* Extracted information *

▽

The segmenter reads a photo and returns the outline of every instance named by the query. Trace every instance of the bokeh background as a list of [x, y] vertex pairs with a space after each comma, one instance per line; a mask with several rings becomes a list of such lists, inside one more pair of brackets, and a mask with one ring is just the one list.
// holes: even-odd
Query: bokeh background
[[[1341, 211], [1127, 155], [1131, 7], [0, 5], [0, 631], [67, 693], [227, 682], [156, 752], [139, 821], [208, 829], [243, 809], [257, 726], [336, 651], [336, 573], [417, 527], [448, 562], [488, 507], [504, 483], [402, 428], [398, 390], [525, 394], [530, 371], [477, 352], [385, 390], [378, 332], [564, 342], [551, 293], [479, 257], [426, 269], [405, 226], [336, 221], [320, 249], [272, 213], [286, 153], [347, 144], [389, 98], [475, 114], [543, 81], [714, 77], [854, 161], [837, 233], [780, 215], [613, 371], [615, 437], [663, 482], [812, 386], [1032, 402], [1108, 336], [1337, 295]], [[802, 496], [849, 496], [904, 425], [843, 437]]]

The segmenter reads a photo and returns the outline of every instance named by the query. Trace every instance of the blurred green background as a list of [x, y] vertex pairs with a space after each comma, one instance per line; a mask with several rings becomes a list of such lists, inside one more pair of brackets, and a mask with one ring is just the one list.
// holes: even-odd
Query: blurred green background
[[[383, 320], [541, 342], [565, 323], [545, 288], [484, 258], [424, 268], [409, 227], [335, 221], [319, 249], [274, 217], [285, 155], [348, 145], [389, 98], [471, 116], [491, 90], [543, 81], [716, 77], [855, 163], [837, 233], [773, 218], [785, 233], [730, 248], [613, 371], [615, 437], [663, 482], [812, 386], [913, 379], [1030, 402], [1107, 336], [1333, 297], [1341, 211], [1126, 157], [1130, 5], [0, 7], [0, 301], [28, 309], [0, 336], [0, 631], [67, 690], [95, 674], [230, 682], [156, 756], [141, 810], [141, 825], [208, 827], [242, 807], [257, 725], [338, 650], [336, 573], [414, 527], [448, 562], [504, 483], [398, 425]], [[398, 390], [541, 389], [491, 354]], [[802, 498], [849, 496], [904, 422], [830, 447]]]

△

* Exercise *
Can you rewrite all of the material above, replacing "segmenter" with "annotator" everywhere it appears and leaving everything else unchanged?

* Task response *
The annotator reads a photo and returns the outline of every instance named by the query. Trace every instance of the bokeh background as a list of [x, y] vertex pairs with a space after each comma, one instance per line; a mask with several rings becomes a list of such lists, inside one more pair of brackets, and a mask with one ring is just the one list.
// holes: even-odd
Query: bokeh background
[[[1341, 211], [1127, 155], [1131, 7], [0, 5], [0, 631], [67, 693], [227, 682], [156, 752], [139, 821], [208, 829], [243, 809], [257, 726], [336, 651], [336, 573], [417, 527], [448, 562], [488, 507], [504, 483], [402, 428], [398, 390], [525, 394], [530, 371], [477, 352], [385, 390], [378, 332], [564, 342], [551, 293], [479, 257], [426, 269], [405, 226], [336, 221], [320, 249], [272, 213], [286, 153], [347, 144], [389, 98], [475, 114], [543, 81], [714, 77], [854, 161], [837, 233], [780, 215], [613, 371], [615, 437], [663, 482], [812, 386], [1032, 402], [1108, 336], [1337, 295]], [[802, 496], [849, 496], [904, 425], [843, 437]]]

The annotator reads a photo and returns the outline of every instance named by the query. Trace every instance of the blurred green background as a list of [x, y] vertex pairs with a space after each comma, one instance per line; a mask with several rings becomes a list of such lists, inside one more pair of brackets, and a mask with one ring is just the one list.
// holes: even-odd
Query: blurred green background
[[[383, 320], [541, 342], [565, 323], [545, 288], [484, 258], [424, 268], [409, 227], [335, 221], [319, 249], [274, 217], [285, 155], [348, 145], [389, 98], [471, 116], [491, 90], [543, 81], [716, 77], [855, 163], [837, 233], [773, 218], [785, 233], [730, 248], [613, 371], [615, 437], [663, 482], [812, 386], [913, 379], [1030, 402], [1107, 336], [1333, 297], [1341, 211], [1126, 157], [1130, 5], [0, 7], [0, 301], [28, 309], [0, 336], [0, 631], [67, 690], [95, 674], [230, 682], [156, 756], [141, 810], [141, 825], [208, 827], [242, 807], [257, 725], [338, 650], [336, 573], [414, 527], [448, 562], [504, 483], [398, 425]], [[398, 390], [541, 389], [491, 354]], [[802, 498], [849, 496], [904, 422], [830, 447]]]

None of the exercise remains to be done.